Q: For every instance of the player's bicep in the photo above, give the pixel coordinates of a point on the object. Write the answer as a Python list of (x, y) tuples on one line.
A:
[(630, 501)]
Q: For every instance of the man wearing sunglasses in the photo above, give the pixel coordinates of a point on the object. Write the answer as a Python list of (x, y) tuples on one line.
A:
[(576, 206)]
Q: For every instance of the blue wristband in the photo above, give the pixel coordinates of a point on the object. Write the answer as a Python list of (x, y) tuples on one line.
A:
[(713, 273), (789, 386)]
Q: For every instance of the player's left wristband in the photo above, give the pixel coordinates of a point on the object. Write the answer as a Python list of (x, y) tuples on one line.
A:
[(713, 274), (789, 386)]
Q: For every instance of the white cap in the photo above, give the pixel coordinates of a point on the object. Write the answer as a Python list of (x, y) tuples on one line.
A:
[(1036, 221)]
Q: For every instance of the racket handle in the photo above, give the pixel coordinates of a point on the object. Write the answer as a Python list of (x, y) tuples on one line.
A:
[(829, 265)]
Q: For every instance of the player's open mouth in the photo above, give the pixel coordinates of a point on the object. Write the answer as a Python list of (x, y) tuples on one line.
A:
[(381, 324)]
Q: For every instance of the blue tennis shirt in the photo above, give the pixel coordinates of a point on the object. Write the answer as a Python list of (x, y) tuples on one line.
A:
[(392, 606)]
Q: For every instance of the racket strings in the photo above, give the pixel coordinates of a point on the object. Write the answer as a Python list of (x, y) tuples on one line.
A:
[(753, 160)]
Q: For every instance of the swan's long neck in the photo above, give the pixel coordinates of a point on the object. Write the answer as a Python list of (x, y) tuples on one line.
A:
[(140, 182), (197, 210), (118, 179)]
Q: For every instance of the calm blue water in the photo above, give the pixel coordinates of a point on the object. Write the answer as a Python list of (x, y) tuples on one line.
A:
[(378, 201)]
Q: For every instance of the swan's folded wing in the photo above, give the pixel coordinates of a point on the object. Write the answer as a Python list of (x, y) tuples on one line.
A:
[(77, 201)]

· · · ·

Extract every item above and reproduce each one verbatim, in the same order.

## RESPONSE TO THIS EXERCISE
Q: For every instance of the player's bicep in the photo above, give the pixel coordinates of a point on the object. Write the answer as a Python list of (x, y) tuples on one line.
A:
[(630, 501)]
Q: For every instance of the man wearing sunglasses in the photo above, give the pixel coordinates of a point on the object. Write the answer as a Python list of (x, y) tuples on one line.
A:
[(576, 206)]
Q: For every instance of the blue wristband in the photo above, give the pixel coordinates of a point on the object. Write the answer as a Python list of (x, y) tuples on one line.
A:
[(713, 273), (789, 386)]
Q: For every instance of the player's left wristband in the photo above, give the pixel coordinates of a point on the object. Write the answer as a Python list of (x, y) tuples on one line.
A:
[(713, 274), (789, 386)]
Q: For every instance of the white cap in the photo above, give the pixel coordinates of a point on the object. Write the answer as a Python list of (x, y) tuples on one line.
A:
[(1036, 221)]
Q: For every instance of the racket handle in the photo above, give the pixel coordinates of a point on the object. Write the answer as a Python list of (x, y) tuples on one line.
A:
[(829, 265)]
Q: For every instance of the player's open mouth in the photo above, give the pixel coordinates of a point on the object. Write the answer as a Python list of (x, y) tuples on one line.
A:
[(381, 324)]
Q: For every instance of the blue tennis shirt in the photo above, give the pixel coordinates of a point on the object. Write the answer as a Python list of (x, y) tuples on one line.
A:
[(392, 606)]
Q: For every instance of the racket strings in the photo above, give the pixel coordinates of a point on the object. Write the answer as a Python list of (x, y) tuples on one line.
A:
[(753, 160)]
Q: For every instance of the swan's long neck in the photo above, give the pixel coordinates of a point on the object. Write the answer as a Python list of (x, y) tuples on one line.
A:
[(140, 182), (197, 210), (118, 179)]
Q: For every instance of the calm blue water in the photo above, give the pixel coordinates of a point on the object. Write the answer as a Python list of (x, y) tuples on one line.
A:
[(378, 201)]
Q: For every instance of the swan's folded wing in the photo above, give the pixel coordinates of a point on the object. Write the answer as a Python list of (x, y) tuples on one line.
A:
[(77, 201)]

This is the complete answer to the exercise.